#### [TEXT SEGMENT]
>> Begin

# Does the TiVo Premiere support cable card channel scanning?



## ZildjianKX (Jun 11, 2004)

On my series 3, I have to manually go through 800 channels and write down which channels I don't receive, go into the TiVo settings and uncheck the channels, which takes forever.

Does anyone know if the TiVo Premiere supports cable card channel scanning? If not, does it at least support channel previews from the channel list screen so you can see if you can tune the channel or not? The current implementation is really poor.

This may sound silly, but I'm using this as my litmus test for buying a TiVo Premiere. If they cared enough about improving basic user experience to fix this issue, I'll buy one.

Edit - This is also annoying since Comcast keeps on adding random channels that I don't receive, so every few months I have to flip through all my channels and write down all the ones I don't get and go through the settings menu. This is a constant issue, not a one time setup thing.


----------



## lessd (Jan 23, 2005)

ZildjianKX said:


> On my series 3, I have to manually go through 800 channels and write down which channels I don't receive, go into the TiVo settings and uncheck the channels, which takes forever.
> 
> Does anyone know if the TiVo Premiere supports cable card channel scanning? If not, does it at least support channel previews from the channel list screen so you can see if you can tune the channel or not? The current implementation is really poor.
> 
> ...


With PIM you may get your wish, until customers get this TiVo I don't know how you will get the correct answer as the people that do know or could test out what you want are under NDA


----------



## kingkong316 (Jul 13, 2008)

lessd said:


> With PIM you may get your wish, until customers get this TiVo I don't know how you will get the correct answer as the people that do know or could test out what you want are under NDA


I hate that. I mean I understand it but it still sucks. Some guy reading this thread has the answers and he can't tell us.


----------



## lessd (Jan 23, 2005)

kingkong316 said:


> I hate that. I mean I understand it but it still sucks. Some guy reading this thread has the answers and he can't tell us.


Could be a girl (woman) also.


----------



## ciucca (Jun 29, 2004)

I hate to be cynical, but knowing how much TIVO cares about their customer base I would bet money on it not being improved at all.


----------



## ZildjianKX (Jun 11, 2004)

ciucca said:


> I hate to be cynical, but knowing how much TIVO cares about their customer base I would bet money on it not being improved at all.


Sadly, I agree with you. I think there is a 0% chance...

I need to spend the next 30 minutes redoing all the channels on my series 3 after my reset... *grumple, grumble*


----------



## mattack (Apr 9, 2001)

ZildjianKX said:


> On my series 3, I have to manually go through 800 channels and write down which channels I don't receive, go into the TiVo settings and uncheck the channels, which takes forever.


Umm, what? Doesn't the S3 have scanning? There's the scan for channels function.. That still works after you have cablecards, doesn't it??

Even if it DOESN'T, there's a much better solution (you may call it a workaround) to what you're doing:

1) go into channels you receive
2) hit Live TV
3) channel up a few times and keep track of which channels you get
4) hit LEFT on the remote
-> Now you're back into channels you receive
5) check/uncheck the couple of channels
6) go back to step 2 and repeat

Sounds like a pain, but even for a zillion channels I have, it seemed painless.


----------



## RangerOne (Dec 30, 2006)

On comcast, one interesting thing I noticed is that sometimes I receive channels that are not in the guide. When new stations get added, it sometimes takes the TiVo a couple of days to get the notification. There are also some stations I only get if I manually punch in the number. There is a doppler weather scan channel that's an example of this.


----------



## ZildjianKX (Jun 11, 2004)

mattack said:


> Umm, what? Doesn't the S3 have scanning? There's the scan for channels function.. That still works after you have cablecards, doesn't it??
> 
> Even if it DOESN'T, there's a much better solution (you may call it a workaround) to what you're doing:
> 
> ...


I'll have to try this out. It doesn't support channel scanning via cablecards... at the very least, shouldn't they support a channel preview within the channel list screen so you don't have to do what you described? I'm pretty sure windows media center does this, but it's been awhile since I've tried it.


----------

>> End

#### [YOUR TASK]
Reproduce everything in the TiVo forum thread from "I'll have to" down to "I've tried it.", swapping "channel preview" for "channel test tune".

#### [DATASET EXTRACT]
>> Begin

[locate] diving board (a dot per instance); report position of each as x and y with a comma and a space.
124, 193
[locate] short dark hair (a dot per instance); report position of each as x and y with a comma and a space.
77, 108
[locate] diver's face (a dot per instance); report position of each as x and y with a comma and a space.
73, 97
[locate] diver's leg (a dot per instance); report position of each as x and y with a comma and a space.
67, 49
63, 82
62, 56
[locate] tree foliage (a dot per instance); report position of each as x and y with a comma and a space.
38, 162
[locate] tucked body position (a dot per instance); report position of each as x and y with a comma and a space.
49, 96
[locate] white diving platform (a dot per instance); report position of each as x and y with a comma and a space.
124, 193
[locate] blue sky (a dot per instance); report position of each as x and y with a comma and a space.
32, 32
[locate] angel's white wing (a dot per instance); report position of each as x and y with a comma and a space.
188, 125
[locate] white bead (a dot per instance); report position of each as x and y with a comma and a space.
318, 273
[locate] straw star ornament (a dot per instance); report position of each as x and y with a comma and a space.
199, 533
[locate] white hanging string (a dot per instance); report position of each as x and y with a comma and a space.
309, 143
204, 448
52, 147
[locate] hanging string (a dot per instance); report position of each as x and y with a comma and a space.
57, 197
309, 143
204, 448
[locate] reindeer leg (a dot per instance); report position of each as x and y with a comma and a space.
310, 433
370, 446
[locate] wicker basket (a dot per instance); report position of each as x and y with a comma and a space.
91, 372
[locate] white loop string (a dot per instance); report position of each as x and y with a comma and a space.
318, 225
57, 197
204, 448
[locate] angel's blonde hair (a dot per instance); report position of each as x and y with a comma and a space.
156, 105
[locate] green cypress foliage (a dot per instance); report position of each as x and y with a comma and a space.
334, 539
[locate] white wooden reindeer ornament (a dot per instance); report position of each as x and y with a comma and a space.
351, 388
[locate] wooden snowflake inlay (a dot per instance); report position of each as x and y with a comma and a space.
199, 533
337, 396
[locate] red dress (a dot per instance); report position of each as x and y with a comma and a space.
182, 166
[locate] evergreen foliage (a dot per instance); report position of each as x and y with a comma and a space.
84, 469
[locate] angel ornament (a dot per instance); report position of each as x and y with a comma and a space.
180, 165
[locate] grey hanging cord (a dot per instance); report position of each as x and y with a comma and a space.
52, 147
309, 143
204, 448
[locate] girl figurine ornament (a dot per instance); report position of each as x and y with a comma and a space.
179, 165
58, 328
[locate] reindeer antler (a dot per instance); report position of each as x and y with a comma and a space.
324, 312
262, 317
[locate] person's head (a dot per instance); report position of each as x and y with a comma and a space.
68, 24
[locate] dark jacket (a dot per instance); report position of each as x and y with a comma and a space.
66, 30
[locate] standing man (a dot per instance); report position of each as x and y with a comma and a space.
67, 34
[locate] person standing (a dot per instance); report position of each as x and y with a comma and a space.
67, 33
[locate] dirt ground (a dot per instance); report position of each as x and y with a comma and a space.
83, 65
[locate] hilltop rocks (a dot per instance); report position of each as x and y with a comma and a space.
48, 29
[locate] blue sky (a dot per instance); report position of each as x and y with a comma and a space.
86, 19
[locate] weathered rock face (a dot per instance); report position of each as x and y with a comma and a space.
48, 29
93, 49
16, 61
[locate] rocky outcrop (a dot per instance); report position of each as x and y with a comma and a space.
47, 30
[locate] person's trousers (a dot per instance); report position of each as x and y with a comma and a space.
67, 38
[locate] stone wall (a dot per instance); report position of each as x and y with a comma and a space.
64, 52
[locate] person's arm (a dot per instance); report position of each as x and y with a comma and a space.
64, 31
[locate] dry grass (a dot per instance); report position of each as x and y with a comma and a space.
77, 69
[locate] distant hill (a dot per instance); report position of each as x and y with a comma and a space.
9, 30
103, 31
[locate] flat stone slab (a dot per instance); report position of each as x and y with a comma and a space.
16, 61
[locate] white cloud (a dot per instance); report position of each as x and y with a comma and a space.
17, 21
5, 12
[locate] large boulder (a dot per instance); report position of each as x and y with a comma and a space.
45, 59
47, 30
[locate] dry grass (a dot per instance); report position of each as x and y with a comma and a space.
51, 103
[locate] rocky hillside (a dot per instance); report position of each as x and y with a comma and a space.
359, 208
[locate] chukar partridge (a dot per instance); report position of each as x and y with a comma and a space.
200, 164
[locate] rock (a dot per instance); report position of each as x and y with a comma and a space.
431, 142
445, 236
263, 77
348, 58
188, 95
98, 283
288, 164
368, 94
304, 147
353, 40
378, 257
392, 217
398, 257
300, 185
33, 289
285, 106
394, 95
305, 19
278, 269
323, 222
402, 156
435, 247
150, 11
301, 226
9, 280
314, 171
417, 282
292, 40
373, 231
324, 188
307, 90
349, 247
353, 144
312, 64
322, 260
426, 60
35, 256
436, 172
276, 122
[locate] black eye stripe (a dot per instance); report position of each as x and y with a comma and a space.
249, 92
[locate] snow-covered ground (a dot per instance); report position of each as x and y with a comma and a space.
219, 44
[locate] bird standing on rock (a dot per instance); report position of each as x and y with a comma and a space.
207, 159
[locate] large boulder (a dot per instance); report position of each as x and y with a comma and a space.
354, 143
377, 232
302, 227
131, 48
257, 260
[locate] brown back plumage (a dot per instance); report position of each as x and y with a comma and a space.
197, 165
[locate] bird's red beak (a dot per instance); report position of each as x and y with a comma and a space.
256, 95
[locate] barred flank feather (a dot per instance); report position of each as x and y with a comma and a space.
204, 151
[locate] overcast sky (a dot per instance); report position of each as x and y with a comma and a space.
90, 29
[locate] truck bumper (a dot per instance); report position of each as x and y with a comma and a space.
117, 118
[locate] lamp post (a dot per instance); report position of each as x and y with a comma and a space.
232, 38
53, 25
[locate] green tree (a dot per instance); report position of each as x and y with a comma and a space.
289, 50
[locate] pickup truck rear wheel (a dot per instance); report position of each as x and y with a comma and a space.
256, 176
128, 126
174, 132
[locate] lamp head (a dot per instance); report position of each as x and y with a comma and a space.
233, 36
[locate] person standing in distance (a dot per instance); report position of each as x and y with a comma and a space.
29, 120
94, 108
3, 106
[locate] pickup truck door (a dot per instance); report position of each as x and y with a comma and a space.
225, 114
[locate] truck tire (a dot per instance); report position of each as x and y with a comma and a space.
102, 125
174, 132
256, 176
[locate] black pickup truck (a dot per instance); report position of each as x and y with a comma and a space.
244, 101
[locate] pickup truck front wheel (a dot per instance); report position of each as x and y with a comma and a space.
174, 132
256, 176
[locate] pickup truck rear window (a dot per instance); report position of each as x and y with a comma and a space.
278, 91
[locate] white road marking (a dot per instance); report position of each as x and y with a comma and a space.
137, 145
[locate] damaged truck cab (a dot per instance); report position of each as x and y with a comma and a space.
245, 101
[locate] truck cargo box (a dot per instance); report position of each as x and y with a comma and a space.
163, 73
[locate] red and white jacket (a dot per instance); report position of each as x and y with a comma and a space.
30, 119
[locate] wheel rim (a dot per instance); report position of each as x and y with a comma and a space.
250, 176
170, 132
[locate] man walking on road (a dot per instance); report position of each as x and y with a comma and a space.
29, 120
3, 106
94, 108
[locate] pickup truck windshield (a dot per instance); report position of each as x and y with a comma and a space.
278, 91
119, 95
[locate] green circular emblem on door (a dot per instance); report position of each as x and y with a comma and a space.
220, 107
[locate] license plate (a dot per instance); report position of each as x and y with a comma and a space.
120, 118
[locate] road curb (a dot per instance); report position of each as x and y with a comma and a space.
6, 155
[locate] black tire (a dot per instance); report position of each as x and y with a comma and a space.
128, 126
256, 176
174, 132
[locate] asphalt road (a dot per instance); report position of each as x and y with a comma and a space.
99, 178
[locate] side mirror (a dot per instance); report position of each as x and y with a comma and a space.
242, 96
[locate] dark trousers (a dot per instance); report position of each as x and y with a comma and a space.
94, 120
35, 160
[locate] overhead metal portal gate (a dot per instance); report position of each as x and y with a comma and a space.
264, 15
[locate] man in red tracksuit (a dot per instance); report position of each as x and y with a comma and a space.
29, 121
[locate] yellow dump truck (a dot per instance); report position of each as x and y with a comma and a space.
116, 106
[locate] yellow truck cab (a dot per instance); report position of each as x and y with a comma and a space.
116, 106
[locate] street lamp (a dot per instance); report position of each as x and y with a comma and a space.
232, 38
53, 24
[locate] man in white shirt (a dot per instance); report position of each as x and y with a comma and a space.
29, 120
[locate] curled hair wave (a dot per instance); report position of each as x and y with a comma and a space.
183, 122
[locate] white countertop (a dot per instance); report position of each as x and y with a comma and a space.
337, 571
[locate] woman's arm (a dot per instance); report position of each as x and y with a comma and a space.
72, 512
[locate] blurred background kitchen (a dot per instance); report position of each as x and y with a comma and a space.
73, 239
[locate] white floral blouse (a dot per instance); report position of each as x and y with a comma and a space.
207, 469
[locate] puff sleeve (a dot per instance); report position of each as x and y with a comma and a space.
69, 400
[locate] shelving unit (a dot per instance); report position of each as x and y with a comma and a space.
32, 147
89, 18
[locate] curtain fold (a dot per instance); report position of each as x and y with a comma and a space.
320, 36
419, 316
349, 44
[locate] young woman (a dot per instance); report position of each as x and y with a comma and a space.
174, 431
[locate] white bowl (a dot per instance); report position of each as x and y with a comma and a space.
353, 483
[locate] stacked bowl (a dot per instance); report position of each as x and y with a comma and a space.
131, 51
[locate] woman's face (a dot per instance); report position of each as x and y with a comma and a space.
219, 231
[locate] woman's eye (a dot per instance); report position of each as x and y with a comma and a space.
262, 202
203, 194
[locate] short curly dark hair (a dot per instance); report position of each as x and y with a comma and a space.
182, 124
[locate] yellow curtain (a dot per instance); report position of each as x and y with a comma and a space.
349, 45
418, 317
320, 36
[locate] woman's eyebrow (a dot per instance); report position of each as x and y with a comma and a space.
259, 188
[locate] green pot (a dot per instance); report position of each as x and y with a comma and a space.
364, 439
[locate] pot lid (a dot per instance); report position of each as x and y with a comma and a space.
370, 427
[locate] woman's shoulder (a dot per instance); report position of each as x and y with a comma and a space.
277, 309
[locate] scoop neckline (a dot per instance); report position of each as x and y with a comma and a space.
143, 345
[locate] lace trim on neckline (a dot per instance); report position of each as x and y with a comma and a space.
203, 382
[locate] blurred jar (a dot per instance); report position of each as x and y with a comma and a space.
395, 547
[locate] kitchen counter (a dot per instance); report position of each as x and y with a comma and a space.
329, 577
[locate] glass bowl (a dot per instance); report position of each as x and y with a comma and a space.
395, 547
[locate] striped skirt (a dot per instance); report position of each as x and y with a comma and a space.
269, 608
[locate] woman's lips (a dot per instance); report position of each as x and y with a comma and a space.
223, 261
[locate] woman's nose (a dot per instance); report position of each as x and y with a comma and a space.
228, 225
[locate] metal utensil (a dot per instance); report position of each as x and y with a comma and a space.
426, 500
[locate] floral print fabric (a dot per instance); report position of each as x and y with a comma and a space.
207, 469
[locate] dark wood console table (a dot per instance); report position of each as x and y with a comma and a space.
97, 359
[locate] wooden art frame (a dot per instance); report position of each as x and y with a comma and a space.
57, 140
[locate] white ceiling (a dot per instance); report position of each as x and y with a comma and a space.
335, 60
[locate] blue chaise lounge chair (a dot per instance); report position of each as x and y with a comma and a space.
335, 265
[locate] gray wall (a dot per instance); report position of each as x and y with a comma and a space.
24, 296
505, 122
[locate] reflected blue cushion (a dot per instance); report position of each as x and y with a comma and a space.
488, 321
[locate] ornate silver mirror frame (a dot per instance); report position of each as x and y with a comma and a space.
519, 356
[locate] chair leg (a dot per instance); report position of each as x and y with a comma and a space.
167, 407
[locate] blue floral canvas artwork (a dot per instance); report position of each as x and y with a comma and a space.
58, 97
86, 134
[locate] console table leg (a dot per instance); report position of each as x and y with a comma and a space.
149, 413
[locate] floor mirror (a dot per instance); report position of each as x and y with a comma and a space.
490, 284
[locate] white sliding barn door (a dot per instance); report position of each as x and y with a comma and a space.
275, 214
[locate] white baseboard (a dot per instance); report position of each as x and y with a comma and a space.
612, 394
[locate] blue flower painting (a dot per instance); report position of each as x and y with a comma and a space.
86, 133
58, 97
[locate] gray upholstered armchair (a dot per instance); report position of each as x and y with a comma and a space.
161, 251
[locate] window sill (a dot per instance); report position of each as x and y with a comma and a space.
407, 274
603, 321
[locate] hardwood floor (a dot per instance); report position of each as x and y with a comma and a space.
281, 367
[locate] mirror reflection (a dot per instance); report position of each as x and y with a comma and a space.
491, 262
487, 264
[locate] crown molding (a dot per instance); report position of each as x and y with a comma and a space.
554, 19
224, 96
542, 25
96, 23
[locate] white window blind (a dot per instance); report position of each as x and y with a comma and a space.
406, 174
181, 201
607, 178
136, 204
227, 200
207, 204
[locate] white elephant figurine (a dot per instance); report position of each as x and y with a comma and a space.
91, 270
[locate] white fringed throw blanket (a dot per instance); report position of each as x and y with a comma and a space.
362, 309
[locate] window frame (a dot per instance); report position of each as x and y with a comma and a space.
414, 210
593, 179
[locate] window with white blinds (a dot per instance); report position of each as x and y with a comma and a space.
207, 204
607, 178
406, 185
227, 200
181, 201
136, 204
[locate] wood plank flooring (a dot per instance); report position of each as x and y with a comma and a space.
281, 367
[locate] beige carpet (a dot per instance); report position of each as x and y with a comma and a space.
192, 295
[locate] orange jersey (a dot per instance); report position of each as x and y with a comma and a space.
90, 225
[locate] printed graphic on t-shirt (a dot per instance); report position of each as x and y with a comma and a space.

>> End

#### [OUTPUT OF THE TASK]
I'll have to try this out. It doesn't support channel scanning via cablecards... at the very least, shouldn't they support a channel test tune within the channel list screen so you don't have to do what you described? I'm pretty sure windows media center does this, but it's been awhile since I've tried it.